**DIRECTIONS FOR THIS TASK**
Repeat the material below word for word, from its beginning through the line that contains "xmin=147 ymin=0 xmax=553 ymax=696", and include that line. Leave out the pictures.

•••

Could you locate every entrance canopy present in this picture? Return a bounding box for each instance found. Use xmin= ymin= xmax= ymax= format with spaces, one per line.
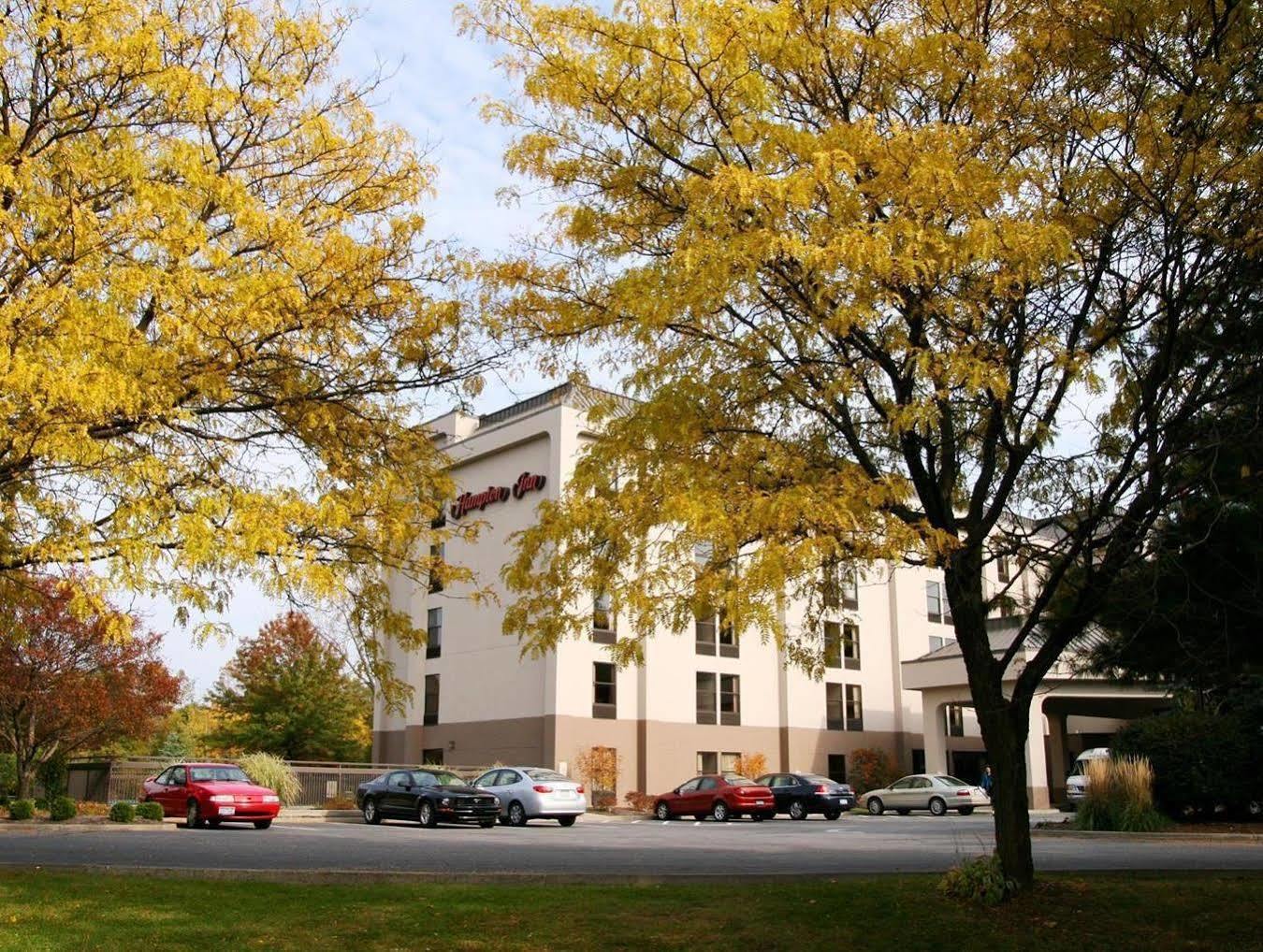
xmin=899 ymin=619 xmax=1170 ymax=808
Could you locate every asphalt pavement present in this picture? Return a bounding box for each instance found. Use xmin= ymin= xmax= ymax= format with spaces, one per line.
xmin=0 ymin=813 xmax=1263 ymax=879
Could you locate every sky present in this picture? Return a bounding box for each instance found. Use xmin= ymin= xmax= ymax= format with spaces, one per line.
xmin=147 ymin=0 xmax=553 ymax=696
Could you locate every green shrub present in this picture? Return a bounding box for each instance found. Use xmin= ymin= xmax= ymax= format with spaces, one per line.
xmin=1112 ymin=711 xmax=1263 ymax=817
xmin=938 ymin=854 xmax=1017 ymax=905
xmin=1075 ymin=757 xmax=1167 ymax=833
xmin=48 ymin=797 xmax=79 ymax=822
xmin=238 ymin=751 xmax=302 ymax=804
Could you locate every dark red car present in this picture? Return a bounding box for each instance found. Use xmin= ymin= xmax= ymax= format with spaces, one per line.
xmin=653 ymin=774 xmax=777 ymax=823
xmin=140 ymin=764 xmax=281 ymax=829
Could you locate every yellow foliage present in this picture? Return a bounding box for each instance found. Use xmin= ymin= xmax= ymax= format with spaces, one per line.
xmin=459 ymin=0 xmax=1263 ymax=676
xmin=0 ymin=0 xmax=480 ymax=691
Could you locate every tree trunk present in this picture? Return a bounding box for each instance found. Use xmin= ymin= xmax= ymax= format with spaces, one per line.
xmin=979 ymin=700 xmax=1035 ymax=891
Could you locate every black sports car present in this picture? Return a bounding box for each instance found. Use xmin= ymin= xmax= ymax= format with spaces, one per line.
xmin=355 ymin=771 xmax=501 ymax=829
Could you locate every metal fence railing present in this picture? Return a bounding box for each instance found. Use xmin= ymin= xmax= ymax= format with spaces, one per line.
xmin=68 ymin=757 xmax=485 ymax=807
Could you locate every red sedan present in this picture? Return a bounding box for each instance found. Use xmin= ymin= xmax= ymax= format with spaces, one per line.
xmin=140 ymin=764 xmax=281 ymax=829
xmin=653 ymin=774 xmax=777 ymax=823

•••

**FULL RESPONSE**
Could you locate every entrance canopy present in this picture? Return a bounding box for each instance found. Use xmin= ymin= xmax= ymax= format with spaces, one per line.
xmin=899 ymin=619 xmax=1170 ymax=808
Could you locate every asphalt pavement present in this picture? Return a bounding box for each instance found. Use xmin= ymin= xmax= ymax= format with spaces, one per line.
xmin=0 ymin=813 xmax=1263 ymax=879
Could you locate every sky present in this picture? Return a bounding box for each instance found. Use xmin= ymin= xmax= ymax= format with spaces, one per line.
xmin=147 ymin=0 xmax=553 ymax=696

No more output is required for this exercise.